▸ Extract to read
--------------------------------

The point is that rigorously testing all possible combinations of Eclipse projects is—while not impossible—certainly impractical.

One of the handy things that the UDC captures is combinations of software that actually exist in the wild. We can tell from the data, for example, that certain features are actually used in combination. We will be able to tell, for example, how many people are actually using RAP in combination with BIRT. Or Subversive with Mylyn. Or Subversive and CVS in conjunction with TPTP and Buckminster. I have this vision in my head of a graph showing all the different bundles clustered into groups where the closeness between bundles indicates how commonly they are seen together in the wild.

From this, I expect that we’ll end up with a relatively small (i.e. much smaller than the upper limit) set of combinations of projects and bundles that are really used in the wild. From there, we can set priorities for testing, usability, interoperability, integration, etc.

What do we do with this information? At a minimum, we (“we” the Eclipse community, not necessarily “we” the Eclipse Foundation) might consider using the Eclipse Packaging Project (EPP) to build these most commonly found combinations to make them available for testing. It has been suggested that the Eclipse Foundation should invest some resources into testing; maybe having the packages based on real combinations in the wild is a step toward that, or maybe even something else entirely. Frankly, I think it’d be cool if we had a Testing project. At least we’ll know what to test.

I’ve added a new report that shows (1) how many people are participating each month, (2) how many new people are contributing data for the first time each month, and (3) how many events are uploaded each month. The report is updated weekly.

Lots of custom views, editors, and perspectives; not so many commands

Thursday, May 29th, 2008

If you take a look at some of the recent reports generated from the usage data collector, you may notice that there are a lot of custom (i.e. not from eclipse.org) views, editors, and perspectives out there, but not so many custom commands.

This is merely my own observation based on what I see in the report (so reality might be different). What I expected to see was a lot more xxx entries (what we use to indicate data collected about non-org.eclipse.* bundles) in the commands table than appear in the others. I expect to see commands being invoked a heck of a lot more often than the various views, editors, and perspectives are opened. But I don’t.

I assume that most folks are running the usage data collector in their development environments (you’d have to explicitly include it in your RCP application’s configuration if you wanted to see it there), which seems to indicate that use of the command infrastructure is very low amongst tool developers working outside of eclipse.org projects.

--------------------------------

▸ Data excerpts
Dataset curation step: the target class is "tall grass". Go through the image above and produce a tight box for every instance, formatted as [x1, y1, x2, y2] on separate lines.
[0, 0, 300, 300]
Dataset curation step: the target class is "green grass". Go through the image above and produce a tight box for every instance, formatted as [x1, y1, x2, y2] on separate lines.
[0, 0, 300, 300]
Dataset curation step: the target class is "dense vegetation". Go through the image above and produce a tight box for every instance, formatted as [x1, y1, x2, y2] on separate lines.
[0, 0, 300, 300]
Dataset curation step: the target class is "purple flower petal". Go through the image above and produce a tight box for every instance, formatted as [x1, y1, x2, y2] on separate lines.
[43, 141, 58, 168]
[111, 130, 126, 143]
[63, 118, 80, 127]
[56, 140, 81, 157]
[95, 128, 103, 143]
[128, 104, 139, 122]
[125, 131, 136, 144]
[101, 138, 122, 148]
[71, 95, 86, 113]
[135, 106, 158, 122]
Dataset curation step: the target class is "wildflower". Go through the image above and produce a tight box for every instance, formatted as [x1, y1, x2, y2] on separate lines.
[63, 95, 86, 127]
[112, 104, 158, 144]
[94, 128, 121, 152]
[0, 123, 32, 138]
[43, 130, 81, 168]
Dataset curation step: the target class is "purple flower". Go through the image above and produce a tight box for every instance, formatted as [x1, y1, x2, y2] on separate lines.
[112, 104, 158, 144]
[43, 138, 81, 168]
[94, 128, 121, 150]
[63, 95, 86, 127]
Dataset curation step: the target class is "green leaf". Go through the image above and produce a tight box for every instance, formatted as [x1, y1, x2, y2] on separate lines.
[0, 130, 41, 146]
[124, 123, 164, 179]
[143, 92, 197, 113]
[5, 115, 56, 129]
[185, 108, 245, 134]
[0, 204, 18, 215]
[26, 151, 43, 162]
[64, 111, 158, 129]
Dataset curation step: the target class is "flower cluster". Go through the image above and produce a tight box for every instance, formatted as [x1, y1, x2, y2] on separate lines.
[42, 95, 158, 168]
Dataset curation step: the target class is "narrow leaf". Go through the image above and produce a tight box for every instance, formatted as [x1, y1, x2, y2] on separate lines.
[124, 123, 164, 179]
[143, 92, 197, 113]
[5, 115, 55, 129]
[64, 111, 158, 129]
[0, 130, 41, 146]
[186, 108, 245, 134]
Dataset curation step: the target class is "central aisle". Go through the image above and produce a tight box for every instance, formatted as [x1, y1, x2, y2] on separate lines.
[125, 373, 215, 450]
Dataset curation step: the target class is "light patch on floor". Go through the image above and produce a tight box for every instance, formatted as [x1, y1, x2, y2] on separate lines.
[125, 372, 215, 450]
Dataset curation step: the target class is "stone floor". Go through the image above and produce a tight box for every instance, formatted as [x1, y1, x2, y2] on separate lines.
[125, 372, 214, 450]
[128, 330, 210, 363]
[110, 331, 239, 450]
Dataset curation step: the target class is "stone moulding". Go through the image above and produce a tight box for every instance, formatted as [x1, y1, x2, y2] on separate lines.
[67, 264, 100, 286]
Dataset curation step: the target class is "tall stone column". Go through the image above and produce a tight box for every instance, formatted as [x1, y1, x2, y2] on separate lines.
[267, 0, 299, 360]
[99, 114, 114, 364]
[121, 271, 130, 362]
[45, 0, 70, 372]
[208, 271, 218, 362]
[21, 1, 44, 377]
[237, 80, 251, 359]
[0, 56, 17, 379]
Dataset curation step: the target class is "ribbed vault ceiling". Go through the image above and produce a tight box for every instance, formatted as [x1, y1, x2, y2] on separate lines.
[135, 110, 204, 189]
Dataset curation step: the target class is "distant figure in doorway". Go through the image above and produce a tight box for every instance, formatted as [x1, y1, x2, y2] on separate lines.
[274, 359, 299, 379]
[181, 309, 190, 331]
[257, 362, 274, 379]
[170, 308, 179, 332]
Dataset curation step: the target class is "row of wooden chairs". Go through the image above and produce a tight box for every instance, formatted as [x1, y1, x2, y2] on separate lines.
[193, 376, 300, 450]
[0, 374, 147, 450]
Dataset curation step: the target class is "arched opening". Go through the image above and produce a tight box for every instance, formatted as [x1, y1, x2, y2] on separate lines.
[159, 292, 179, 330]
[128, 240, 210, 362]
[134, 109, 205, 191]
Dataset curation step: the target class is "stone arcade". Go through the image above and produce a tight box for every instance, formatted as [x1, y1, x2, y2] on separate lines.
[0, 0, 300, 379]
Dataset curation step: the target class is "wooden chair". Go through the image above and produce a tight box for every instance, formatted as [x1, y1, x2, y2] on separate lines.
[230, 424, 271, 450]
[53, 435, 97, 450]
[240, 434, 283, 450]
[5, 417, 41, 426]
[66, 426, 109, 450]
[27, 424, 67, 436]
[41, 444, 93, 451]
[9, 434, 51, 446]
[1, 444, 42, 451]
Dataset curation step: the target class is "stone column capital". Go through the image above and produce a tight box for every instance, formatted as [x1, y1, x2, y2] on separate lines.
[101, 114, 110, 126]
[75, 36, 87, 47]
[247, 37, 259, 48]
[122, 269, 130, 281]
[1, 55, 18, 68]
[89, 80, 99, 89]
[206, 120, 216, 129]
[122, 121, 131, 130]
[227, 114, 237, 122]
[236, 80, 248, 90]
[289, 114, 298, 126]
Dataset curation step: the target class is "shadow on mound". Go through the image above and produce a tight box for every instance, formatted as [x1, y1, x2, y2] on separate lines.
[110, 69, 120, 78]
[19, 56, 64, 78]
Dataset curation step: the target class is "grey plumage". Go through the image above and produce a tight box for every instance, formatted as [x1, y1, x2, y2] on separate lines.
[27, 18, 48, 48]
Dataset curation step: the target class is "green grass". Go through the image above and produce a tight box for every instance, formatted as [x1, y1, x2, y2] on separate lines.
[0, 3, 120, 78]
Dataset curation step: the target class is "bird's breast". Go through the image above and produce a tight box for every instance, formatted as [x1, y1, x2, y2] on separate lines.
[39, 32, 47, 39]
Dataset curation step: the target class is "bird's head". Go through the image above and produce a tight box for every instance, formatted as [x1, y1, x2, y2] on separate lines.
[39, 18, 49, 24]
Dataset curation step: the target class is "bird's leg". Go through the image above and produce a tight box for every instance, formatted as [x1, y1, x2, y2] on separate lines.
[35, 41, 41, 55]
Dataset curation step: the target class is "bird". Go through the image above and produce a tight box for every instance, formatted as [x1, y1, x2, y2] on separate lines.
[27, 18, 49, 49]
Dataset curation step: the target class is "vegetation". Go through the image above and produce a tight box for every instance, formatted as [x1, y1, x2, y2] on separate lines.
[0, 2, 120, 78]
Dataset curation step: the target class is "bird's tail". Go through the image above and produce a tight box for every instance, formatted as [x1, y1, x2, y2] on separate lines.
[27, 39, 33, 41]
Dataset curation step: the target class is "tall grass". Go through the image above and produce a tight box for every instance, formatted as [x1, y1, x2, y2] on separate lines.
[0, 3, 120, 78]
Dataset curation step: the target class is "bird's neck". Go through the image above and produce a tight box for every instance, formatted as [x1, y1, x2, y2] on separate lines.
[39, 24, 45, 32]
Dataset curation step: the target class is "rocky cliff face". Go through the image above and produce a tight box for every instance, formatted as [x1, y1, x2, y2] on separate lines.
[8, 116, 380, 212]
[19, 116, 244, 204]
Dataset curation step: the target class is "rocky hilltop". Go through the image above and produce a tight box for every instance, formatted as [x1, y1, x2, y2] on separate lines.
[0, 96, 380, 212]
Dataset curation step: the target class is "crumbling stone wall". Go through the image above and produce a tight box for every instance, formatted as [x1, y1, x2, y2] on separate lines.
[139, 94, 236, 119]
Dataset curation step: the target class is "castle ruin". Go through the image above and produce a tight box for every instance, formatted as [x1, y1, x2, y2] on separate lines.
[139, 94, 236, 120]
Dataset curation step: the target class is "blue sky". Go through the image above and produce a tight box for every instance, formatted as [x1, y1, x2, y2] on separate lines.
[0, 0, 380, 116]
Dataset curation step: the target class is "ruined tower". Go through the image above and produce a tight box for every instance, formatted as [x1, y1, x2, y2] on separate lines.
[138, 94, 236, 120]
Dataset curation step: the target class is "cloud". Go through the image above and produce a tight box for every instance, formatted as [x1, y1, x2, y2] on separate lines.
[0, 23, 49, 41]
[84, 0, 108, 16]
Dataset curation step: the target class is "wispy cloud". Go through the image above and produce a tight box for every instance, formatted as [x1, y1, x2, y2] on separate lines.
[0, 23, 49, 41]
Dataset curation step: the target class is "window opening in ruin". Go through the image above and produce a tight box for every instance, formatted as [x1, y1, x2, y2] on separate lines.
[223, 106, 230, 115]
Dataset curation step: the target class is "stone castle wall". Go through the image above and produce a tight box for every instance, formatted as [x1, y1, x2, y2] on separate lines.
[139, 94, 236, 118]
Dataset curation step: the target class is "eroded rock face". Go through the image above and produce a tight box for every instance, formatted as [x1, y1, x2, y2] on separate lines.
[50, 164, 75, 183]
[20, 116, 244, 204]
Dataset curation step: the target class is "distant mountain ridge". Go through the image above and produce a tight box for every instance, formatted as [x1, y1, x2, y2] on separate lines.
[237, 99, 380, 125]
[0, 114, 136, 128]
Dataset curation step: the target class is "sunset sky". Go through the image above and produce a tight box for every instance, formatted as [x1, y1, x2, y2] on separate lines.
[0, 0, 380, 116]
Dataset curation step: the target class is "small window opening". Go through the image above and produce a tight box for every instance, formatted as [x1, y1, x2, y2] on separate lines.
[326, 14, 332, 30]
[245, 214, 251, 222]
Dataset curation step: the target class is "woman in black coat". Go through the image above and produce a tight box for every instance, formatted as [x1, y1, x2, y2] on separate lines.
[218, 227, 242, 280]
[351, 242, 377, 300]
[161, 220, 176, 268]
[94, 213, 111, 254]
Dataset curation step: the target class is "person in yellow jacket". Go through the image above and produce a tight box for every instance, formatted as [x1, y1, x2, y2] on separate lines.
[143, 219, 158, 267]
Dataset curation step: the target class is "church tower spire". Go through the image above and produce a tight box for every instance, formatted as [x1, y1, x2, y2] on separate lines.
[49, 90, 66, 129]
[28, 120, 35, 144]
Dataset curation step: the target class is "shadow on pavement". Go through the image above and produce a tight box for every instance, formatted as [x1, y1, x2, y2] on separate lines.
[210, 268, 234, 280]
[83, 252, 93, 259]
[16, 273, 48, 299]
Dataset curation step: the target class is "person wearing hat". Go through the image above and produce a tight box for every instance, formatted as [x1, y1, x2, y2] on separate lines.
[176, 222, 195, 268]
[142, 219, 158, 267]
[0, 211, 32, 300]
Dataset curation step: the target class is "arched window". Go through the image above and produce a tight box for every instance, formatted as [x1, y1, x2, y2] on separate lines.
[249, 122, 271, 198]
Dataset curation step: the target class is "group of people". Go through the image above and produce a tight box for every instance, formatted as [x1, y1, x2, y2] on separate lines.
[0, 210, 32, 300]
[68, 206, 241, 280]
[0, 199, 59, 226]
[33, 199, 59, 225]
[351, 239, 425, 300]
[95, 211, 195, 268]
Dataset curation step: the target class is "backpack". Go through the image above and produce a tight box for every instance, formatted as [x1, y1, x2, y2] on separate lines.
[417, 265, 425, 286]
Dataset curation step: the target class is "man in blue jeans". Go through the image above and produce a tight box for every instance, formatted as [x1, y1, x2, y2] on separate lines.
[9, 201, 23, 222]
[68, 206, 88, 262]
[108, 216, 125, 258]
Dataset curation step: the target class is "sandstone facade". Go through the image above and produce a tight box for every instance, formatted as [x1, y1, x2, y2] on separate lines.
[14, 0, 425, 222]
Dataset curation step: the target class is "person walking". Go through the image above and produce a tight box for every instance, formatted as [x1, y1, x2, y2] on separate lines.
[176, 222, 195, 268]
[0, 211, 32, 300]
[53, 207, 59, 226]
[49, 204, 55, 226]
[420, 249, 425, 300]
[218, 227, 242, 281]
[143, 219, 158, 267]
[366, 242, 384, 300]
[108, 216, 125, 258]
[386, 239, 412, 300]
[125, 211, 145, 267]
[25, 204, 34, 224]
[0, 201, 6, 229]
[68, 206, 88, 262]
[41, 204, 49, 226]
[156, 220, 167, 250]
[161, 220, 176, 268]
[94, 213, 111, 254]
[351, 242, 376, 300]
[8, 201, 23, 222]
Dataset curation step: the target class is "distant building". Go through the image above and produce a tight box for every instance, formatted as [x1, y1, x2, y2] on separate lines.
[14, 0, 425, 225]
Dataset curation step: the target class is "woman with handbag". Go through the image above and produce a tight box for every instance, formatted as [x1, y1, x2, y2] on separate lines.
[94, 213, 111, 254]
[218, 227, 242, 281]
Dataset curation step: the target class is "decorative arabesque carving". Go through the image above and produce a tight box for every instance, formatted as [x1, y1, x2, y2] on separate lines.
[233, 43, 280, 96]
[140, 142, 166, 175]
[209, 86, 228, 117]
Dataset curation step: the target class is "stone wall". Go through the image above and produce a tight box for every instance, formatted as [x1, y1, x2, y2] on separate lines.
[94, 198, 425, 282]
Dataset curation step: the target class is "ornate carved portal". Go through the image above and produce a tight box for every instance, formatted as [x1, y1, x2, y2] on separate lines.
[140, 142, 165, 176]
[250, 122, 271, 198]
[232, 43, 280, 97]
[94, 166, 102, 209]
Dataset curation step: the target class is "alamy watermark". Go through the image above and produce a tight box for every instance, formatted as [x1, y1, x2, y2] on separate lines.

--------------------------------

▸ Aim of the task
Rewrite the stretch of the Eclipse usage data text that opens with the words containing "If you take" and closes with "But I don’t.", putting "UDC" wherever "usage data collector" appears. The records play no part here.

▸ Solution to the exercise
If you take a look at some of the recent reports generated from the UDC, you may notice that there are a lot of custom (i.e. not from eclipse.org) views, editors, and perspectives out there, but not so many custom commands.

This is merely my own observation based on what I see in the report (so reality might be different). What I expected to see was a lot more xxx entries (what we use to indicate data collected about non-org.eclipse.* bundles) in the commands table than appear in the others. I expect to see commands being invoked a heck of a lot more often than the various views, editors, and perspectives are opened. But I don’t.